* Source
Those of us who are married may want to share how we met, pursued and finally got hitched with our spouses. Those who are not married, you can share your current situation, standards and hopes.
Note: Each person has a unique situation and leading from the Lord. This is a chance for us all to share what the Lord has spoken to us personally and how we have or are walking it out. But please don’t confess ungodly relationships or give any negative details. Since this could be a touchy subject please keep in mind that I reserve the right to edit your comments, although I highly doubt I will need to.
Note 2: if you have a question you’d like to have discussed on FTSA let me know via my contact page.



Ronni said:
I personally think the whole concept of “dating” is horrid. I never like the concept even as a teenager. If we taught our kids to be respectful and that entering into this type of relationship is serious, and that it is more of a courtship (after they have gotten to know a person enough to know if they would even want to be spouse material) there wouldn’t be as many issues with dating as there are. It has become a free for all of sorts even with our “Christian” youth. They don’t look any different from their counterparts. Going out with friends in a group is not courtship… it is friendship… it is a chance to deepen relationships… when a pair decides to “pair off” and “date” it should be with an understanding that this is a trial to see if this person is to be a spouse or not. Nothing else… so many people date one person after another out of loneliness that God alone can fill. They short change themselves on intimacy with God, and their future spouse.
Off my soapbox.
Oh and did I follow this… yeah, pretty much. It served me well.
Posted on March 31, 2007 at 3:18 am
Matthew Berry said:
My wife, Elisa, and I first met around 2003 when she came to Kansas City for a Fire in the Night Internship at IHOP. I thought she was a nice girl, but totally not my “type”.
A few years later in 2005, we reconnected around a setting of prayer and worship. We immediately hit it off. What was significant during this time was that we connected at a spiritual level that I had never experienced in the past with other girls.
I remember sitting in my parent’s living room thinking to myself in amazement, “Who IS this girl?”
This girl — my friends — became my wife. I won’t go into all the details in this comment, but it’s a pretty amazing story.
As far as DATING goes, it’s funny that you should ask such a question. I was talking to a guy in the IHOP cafe last night about dating and marriage.
The topic that came up was “submission to authority”.
As guys, we need to respect and honor the spiritual authority that a girl’s dad has over her. As my wife says, “The entrance to a girl’s heart should be guarded by her dad.”
I think it’s time for the chivalry of ages past to be reborn. Guys, there is honor in submitting yourself to the authority of a girl’s dad and including him in on the relationship. [Not to say he'll go out on dates with you, but he should be included in the process of winning that girl's heart.]
Gotta run to the next session at the Leadership Summit. Maybe I’ll add more to this later. What do you guys/girls think about this?
Posted on March 31, 2007 at 7:39 am
Amanda said:
When I was a teenager, I was pretty turned off by the whole dating scene. Trying to have a short term romantic relationship seemed foolish since I wasn’t ready to be married.
Now, I’m 25 - an ‘adult’ - and I am re-thinking my thoughts on dating. It was a lot easier when my motto was, “I don’t date.” But somehow that doesn’t seem like such a good idea now, unless celibacy is my goal.
So now my view is, if this is someone I think I could potentially marry, then dating is a good idea. But no casual dating - that’s stupid. And it’s not that I have to know before I start a more serious relationship (a pretty unrealistic expectation), but if there are major differences, things that I know I could never live with, than we should just stick to being friends.

* Supplied information

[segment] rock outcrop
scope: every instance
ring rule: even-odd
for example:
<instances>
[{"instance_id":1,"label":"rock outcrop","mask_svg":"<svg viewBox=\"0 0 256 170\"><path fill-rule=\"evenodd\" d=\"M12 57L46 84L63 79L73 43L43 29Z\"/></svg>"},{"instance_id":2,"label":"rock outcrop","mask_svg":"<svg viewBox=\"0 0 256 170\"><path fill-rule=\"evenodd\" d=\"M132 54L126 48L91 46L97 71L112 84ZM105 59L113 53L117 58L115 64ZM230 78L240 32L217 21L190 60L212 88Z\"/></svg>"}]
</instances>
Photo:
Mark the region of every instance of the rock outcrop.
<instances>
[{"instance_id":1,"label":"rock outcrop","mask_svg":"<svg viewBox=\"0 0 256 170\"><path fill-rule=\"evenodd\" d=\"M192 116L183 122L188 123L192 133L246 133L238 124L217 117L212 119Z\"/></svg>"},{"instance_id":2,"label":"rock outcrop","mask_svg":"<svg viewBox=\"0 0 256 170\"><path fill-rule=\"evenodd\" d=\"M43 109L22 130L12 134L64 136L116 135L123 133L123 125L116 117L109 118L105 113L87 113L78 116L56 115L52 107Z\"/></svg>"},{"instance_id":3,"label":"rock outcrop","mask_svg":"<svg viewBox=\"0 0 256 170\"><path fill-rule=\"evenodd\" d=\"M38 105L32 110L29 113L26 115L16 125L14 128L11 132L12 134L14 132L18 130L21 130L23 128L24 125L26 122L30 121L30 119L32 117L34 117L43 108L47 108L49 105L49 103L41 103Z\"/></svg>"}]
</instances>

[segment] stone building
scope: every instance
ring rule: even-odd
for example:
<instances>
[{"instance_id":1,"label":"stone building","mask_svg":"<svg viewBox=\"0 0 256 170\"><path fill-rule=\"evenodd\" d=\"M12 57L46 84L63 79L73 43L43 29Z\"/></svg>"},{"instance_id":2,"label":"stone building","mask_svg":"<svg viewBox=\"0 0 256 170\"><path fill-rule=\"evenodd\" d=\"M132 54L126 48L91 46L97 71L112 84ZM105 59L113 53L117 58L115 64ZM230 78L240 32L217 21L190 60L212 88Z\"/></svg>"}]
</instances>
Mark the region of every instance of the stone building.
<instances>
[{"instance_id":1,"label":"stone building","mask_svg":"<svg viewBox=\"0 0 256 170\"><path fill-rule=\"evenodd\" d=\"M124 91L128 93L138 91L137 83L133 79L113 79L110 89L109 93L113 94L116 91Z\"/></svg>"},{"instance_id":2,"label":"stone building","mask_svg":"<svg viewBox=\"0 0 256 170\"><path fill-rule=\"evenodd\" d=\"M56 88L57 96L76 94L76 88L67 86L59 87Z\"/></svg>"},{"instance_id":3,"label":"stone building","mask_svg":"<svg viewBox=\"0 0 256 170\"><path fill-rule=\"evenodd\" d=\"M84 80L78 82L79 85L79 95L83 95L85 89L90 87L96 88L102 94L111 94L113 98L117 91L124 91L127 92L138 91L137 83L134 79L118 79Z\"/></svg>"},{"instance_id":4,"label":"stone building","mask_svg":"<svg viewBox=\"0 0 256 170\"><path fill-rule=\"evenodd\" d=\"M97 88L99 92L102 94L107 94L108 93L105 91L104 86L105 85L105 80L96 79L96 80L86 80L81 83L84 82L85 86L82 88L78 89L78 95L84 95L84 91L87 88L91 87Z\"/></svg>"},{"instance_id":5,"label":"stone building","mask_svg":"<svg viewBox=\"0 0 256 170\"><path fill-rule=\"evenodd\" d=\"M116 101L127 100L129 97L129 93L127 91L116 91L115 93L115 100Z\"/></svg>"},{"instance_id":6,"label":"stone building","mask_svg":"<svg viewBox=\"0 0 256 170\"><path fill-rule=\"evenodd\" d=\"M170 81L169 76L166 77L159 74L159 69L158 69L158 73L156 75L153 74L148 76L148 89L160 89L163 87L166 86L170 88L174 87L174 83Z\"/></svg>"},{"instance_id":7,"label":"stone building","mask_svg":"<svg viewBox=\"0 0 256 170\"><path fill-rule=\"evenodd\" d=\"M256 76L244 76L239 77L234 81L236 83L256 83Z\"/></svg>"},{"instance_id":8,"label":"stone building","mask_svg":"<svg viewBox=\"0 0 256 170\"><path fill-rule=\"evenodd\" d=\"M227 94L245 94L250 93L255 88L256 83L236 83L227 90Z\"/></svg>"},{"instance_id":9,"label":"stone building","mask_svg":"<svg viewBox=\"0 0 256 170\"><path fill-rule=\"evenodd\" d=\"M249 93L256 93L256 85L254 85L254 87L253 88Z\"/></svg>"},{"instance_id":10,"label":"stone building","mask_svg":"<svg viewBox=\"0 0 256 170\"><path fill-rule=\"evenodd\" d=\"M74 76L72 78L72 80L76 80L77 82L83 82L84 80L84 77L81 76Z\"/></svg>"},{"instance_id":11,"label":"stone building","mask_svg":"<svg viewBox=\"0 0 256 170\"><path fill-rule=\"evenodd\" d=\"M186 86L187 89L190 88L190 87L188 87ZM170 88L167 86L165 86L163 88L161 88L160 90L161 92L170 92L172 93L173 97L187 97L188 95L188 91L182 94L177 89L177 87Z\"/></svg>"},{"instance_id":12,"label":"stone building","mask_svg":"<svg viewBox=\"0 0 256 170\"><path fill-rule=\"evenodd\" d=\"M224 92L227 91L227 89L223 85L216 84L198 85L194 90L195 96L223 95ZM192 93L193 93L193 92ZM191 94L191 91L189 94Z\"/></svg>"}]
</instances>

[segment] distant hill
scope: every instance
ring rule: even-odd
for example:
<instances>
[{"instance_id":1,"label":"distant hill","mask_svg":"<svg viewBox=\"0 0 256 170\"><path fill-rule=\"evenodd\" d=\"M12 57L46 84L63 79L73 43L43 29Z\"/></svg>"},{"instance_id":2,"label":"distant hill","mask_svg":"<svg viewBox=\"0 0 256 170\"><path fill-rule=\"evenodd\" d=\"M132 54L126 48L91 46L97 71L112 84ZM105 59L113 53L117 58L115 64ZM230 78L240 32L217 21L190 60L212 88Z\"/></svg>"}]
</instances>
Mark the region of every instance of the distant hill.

* Task list
[1] List the names of everyone who posted a comment in the discussion about dating and marriage.
[2] Pick up the discussion about dating and marriage after its last sentence and continue writing from that point.
The lines have no part in this work.

* Task results
[1] Ronni, Matthew Berry, Amanda

[2]
Above all, I know that God is in control of my life and I am trusting Him to bring the perfect person at the perfect time.
Posted on March 31, 2007 at 7:53 am
Benjamin Wood said:
I notice that no one has told a story about how they met their life long mate. So I will be the first to.
If you don’t know, I am married to the most beautiful woman in the world. I know many people think that about their wives. Well mine is the actual truth. She was voted most beautiful woman in the world. I joke. We met in KC, she was an intern and I was a leader, note this happens in like all the internships. One of the leaders falls in love with one of the interns. It is easy to do when you are both pursuing Jesus with all your hearts. We fell in love and waited the remainder of the internship to pursue anything.
She then moved back to New York (upstate), I followed. It is here where we knew that it was the real deal. For two years we traveled an hour and a half to see each other for the weekends. She was in school to be a nurse and I was working full time as a Chef in a prominent Italian Restaurant.
One of the funny points about us not meeting until KC is that through High School she and I had the same friends and we never met. I went to her High School in 7th Grade and then left to go to a different school in 8th grade all the while still keeping in contact with the friends I had made in the other school. Went to many of the other schools functions but still never met until KC.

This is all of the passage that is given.